## Saved entries
►

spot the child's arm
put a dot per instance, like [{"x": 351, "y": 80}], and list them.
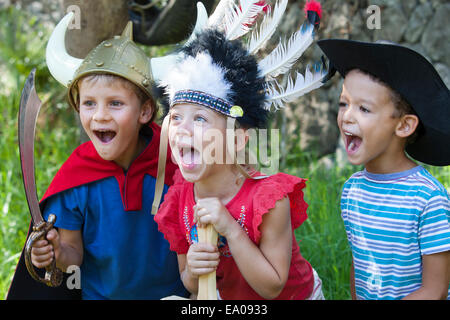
[
  {"x": 352, "y": 282},
  {"x": 435, "y": 277},
  {"x": 65, "y": 245},
  {"x": 200, "y": 259},
  {"x": 265, "y": 268}
]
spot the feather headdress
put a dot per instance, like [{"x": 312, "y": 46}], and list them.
[{"x": 234, "y": 19}]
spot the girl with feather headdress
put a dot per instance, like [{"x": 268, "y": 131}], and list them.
[{"x": 217, "y": 85}]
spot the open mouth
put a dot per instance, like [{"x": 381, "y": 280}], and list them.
[
  {"x": 352, "y": 142},
  {"x": 189, "y": 157},
  {"x": 105, "y": 136}
]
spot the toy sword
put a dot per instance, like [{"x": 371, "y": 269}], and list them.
[{"x": 28, "y": 112}]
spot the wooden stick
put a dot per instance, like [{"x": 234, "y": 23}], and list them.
[{"x": 207, "y": 282}]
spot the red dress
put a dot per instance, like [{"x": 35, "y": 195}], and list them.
[{"x": 254, "y": 199}]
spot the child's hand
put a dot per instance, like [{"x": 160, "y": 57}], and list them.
[
  {"x": 202, "y": 259},
  {"x": 43, "y": 251},
  {"x": 211, "y": 210}
]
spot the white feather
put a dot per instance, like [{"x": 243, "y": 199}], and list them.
[
  {"x": 198, "y": 73},
  {"x": 294, "y": 89},
  {"x": 267, "y": 27},
  {"x": 238, "y": 21},
  {"x": 216, "y": 19},
  {"x": 283, "y": 57}
]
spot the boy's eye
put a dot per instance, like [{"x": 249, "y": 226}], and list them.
[
  {"x": 364, "y": 109},
  {"x": 199, "y": 119}
]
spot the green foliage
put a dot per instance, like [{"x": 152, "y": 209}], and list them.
[{"x": 22, "y": 48}]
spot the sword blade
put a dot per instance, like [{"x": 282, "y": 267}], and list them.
[{"x": 28, "y": 113}]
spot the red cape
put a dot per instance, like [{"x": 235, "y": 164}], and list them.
[{"x": 85, "y": 165}]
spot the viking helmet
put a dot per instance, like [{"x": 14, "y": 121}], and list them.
[{"x": 117, "y": 56}]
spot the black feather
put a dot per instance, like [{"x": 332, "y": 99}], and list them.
[{"x": 241, "y": 71}]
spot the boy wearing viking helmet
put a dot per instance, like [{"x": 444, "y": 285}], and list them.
[{"x": 104, "y": 223}]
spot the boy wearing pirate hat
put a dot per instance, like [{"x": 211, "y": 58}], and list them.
[
  {"x": 396, "y": 214},
  {"x": 104, "y": 222}
]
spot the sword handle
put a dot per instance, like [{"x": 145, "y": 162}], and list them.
[
  {"x": 53, "y": 275},
  {"x": 207, "y": 282}
]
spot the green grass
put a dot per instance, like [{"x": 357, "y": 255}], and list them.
[{"x": 322, "y": 236}]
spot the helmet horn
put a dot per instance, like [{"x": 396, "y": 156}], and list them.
[{"x": 62, "y": 66}]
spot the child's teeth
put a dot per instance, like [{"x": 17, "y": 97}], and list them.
[{"x": 351, "y": 145}]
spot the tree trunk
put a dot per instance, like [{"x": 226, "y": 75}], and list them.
[{"x": 99, "y": 20}]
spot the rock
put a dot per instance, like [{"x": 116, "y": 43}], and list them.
[
  {"x": 418, "y": 22},
  {"x": 435, "y": 38}
]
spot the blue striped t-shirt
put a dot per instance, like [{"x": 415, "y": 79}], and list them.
[{"x": 392, "y": 220}]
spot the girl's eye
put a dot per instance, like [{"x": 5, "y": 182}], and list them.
[
  {"x": 116, "y": 103},
  {"x": 88, "y": 103},
  {"x": 364, "y": 109},
  {"x": 175, "y": 117}
]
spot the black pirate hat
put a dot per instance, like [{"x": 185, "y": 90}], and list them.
[{"x": 411, "y": 76}]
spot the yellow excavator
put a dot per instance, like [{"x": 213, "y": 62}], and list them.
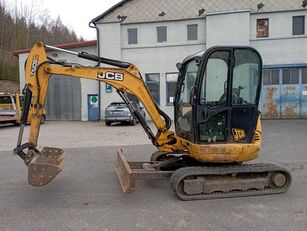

◄

## Task to carry out
When pictures appear in the records above, leave them out and reproduce exactly each line from the first through the line containing "spot the feather headdress", both included.

## Exercise result
spot the child's arm
put a dot per instance, like [{"x": 351, "y": 80}], and list them.
[
  {"x": 352, "y": 282},
  {"x": 435, "y": 277},
  {"x": 65, "y": 245},
  {"x": 200, "y": 259},
  {"x": 265, "y": 268}
]
spot the feather headdress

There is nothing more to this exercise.